*Task*
Copy the data below exactly.

*Input records*

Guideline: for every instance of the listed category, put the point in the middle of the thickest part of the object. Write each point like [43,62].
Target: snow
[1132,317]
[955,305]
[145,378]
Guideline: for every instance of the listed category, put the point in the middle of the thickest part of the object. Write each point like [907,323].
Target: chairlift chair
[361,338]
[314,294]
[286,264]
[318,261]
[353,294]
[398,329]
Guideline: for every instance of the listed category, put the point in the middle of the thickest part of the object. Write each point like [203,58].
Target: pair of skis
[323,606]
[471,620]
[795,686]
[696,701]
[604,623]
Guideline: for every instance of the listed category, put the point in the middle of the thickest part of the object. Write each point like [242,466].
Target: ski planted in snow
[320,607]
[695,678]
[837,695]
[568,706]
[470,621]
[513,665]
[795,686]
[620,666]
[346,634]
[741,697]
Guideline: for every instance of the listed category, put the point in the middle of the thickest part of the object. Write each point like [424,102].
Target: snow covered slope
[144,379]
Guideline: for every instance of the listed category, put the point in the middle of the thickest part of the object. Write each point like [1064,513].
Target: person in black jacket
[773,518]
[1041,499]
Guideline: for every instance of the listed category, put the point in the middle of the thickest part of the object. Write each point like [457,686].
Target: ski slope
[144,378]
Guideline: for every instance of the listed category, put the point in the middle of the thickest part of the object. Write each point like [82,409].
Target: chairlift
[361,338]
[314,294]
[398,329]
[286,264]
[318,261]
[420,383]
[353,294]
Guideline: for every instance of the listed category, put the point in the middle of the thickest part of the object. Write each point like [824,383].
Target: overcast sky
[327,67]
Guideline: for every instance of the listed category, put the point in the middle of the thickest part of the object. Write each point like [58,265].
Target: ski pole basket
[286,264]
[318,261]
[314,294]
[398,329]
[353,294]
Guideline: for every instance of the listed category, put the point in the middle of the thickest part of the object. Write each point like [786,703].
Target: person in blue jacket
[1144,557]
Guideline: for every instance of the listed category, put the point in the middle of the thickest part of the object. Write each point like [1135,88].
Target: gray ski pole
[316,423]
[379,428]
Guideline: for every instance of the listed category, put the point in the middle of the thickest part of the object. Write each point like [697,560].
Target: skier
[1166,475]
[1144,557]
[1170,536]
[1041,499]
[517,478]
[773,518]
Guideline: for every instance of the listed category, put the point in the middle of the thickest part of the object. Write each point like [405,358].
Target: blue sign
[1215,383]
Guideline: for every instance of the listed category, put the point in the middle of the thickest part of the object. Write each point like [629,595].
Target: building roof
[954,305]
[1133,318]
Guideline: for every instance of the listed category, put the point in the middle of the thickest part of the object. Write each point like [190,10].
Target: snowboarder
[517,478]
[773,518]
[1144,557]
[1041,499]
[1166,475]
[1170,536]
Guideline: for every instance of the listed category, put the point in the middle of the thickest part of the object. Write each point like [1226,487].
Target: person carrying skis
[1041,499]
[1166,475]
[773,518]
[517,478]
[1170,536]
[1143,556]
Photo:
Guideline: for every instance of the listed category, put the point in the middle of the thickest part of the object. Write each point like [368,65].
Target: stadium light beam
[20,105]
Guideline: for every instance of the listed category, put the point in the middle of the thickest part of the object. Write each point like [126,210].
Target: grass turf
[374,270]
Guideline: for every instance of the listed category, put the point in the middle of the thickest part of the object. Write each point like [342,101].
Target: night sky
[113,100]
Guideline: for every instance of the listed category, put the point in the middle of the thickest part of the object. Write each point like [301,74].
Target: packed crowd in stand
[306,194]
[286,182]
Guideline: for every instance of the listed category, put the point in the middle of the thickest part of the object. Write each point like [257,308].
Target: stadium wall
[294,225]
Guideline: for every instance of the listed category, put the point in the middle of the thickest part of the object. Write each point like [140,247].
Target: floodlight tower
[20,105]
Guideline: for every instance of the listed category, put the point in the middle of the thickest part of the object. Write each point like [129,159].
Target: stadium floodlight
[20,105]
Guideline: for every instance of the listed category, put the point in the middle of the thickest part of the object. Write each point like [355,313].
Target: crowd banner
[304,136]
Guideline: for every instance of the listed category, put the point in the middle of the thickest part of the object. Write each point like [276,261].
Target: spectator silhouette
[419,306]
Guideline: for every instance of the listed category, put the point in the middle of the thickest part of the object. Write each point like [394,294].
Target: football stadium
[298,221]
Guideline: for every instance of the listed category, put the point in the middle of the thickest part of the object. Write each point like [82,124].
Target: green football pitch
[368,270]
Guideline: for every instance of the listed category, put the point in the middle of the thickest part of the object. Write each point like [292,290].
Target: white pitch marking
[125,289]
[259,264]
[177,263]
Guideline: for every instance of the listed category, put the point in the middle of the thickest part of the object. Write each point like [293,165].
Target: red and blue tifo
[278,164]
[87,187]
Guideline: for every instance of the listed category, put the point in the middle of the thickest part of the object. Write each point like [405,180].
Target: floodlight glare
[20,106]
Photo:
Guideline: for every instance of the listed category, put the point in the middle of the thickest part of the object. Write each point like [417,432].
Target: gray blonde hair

*Written reply*
Guideline: for every instance of the listed category, put the point in the middle of the thickest part of the object. Write each point like [43,62].
Target: snow
[1132,317]
[955,305]
[145,378]
Guideline: for every instance of the listed category, put the point in the middle of the thickest part of the object. Write each point like [907,323].
Target: chairlift chair
[361,338]
[314,294]
[286,264]
[318,261]
[353,294]
[398,329]
Guideline: for every instance of the listed category, put the point in the middle of the thickest part of the object. Write each point like [203,58].
Target: pair of skis
[323,606]
[471,620]
[795,686]
[696,701]
[604,623]
Guideline: for every instance of the listed category, put the point in the middle of the thickest part of the object. Write each point like [242,466].
Target: ski planted in snow
[320,607]
[695,678]
[837,695]
[568,706]
[470,621]
[513,665]
[795,686]
[620,666]
[346,634]
[741,697]
Guideline: for every instance of the listed category, put the point in the middle of the thickest part of the object. Write each point like [424,102].
Target: snow covered slope
[144,379]
Guideline: for every instance of the listed category, put the point in the middle of the thickest part of the object. Write each point like [1064,513].
Target: person in black jacket
[773,518]
[1041,499]
Guideline: for every instance of the listed category, put the point in the middle of the thickest part of the object. Write each point like [457,686].
Target: ski slope
[144,378]
Guideline: for every instance of the listed category, put the point in the middle of the thickest part of the object. Write each point like [82,409].
Target: chairlift
[361,338]
[314,294]
[398,329]
[286,264]
[318,261]
[420,383]
[353,294]
Guideline: for every instance of the listed category, put the point in the middle of the thickest part of the object. Write each point like [824,383].
Target: overcast sky
[327,67]
Guideline: for every instance of the listed category, put the point in the middle of the thickest part of the object. Write each point like [58,265].
Target: ski pole basket
[286,264]
[318,261]
[314,294]
[398,329]
[353,294]
Guideline: for every instance of the listed category, put the point in the middle of the thickest part of the object. Write each point like [786,703].
Target: person in blue jacket
[1144,557]
Guideline: for every instance of the listed category, put the point in the middle of the thickest part of the object. Write each point like [1135,88].
Target: gray ski pole
[316,423]
[379,428]
Guideline: for every instance of the listed category, put the point in the middle of the thickest part of the object. Write each point like [697,560].
Target: skier
[1166,475]
[1144,557]
[1170,536]
[1041,499]
[517,478]
[773,518]
Guideline: for every instance of the listed category, put the point in the middle of the thickest part of the object. Write each point like [405,358].
Target: blue sign
[1215,383]
Guideline: for every instance of the listed category, put the point in the middle of the thickest part of the object. Write each point like [629,595].
Target: building roof
[954,305]
[1133,318]
Guideline: for every instance of the listed category, put the point in the middle of the thickest part of the object. Write each point like [190,10].
Target: snowboarder
[517,478]
[773,518]
[1144,557]
[1041,499]
[1166,475]
[1170,536]
Guideline: for every instance of the listed category, put the point in the middle of the thickest part of the object. Write each point like [1226,487].
Target: person carrying skis
[1041,499]
[1166,475]
[773,518]
[517,478]
[1170,536]
[1143,556]
Photo:
Guideline: for every instance of the listed category, put the point in the middle of the thickest part of the object. Write each point like [368,65].
Target: stadium light beam
[20,105]
Guideline: for every instance of the listed category, put the point in the middle of the thickest part of the object. Write each point like [126,210].
Target: grass turf
[374,270]
Guideline: for every instance of the listed category, put the point in the middle of the thickest part of the object. Write each point like [342,101].
Target: night sky
[113,100]
Guideline: for every instance of the listed category, put the point in the middle of the thickest part of the object. Write each point like [301,74].
Target: packed crowd in stand
[306,194]
[286,182]
Guideline: for every instance of the listed category, put the point in the middle of the thickest part of the object. Write each point like [257,308].
Target: stadium wall
[294,225]
Guideline: for every instance of the listed category, put the point in the middle of the thickest part of the object. Write each point like [140,247].
Target: floodlight tower
[20,105]
Guideline: for every instance of the listed category, put the point in the middle of the thickest part of the object. Write each point like [129,159].
Target: stadium floodlight
[20,105]
Guideline: for every instance of the listed category, put the point in the middle of the thickest part of the object. Write each point like [355,313].
Target: crowd banner
[304,136]
Guideline: for every instance of the listed category, put the point in the middle of the thickest part of the object. Write each point like [276,261].
Target: spectator silhouette
[419,306]
Guideline: for every instance of the listed category, put the point in the middle of the thickest part of the object. Write each point like [394,294].
Target: football stadium
[298,221]
Guideline: for every instance of the listed category, put the point in the middle of the thickest part of the object. Write each point like [82,124].
Target: green football pitch
[368,270]
Guideline: for every instance of the listed category, put the point in the middle of the thickest part of the object. Write each point like [292,290].
Target: white pitch marking
[125,289]
[259,264]
[177,263]
Guideline: for every instance of the listed category, put the point in the middle of the thickest part of the object. Write each point like [293,165].
Target: red and blue tifo
[278,164]
[87,187]
Guideline: for every instance of the listed category, put the point in the middle of the thickest part of the object. Write each point like [405,180].
Target: floodlight glare
[20,106]
Photo:
Guideline: for every instance of the listed category, put the point in the middle of the thickest part of the object. Write each point like [417,432].
Target: gray blonde hair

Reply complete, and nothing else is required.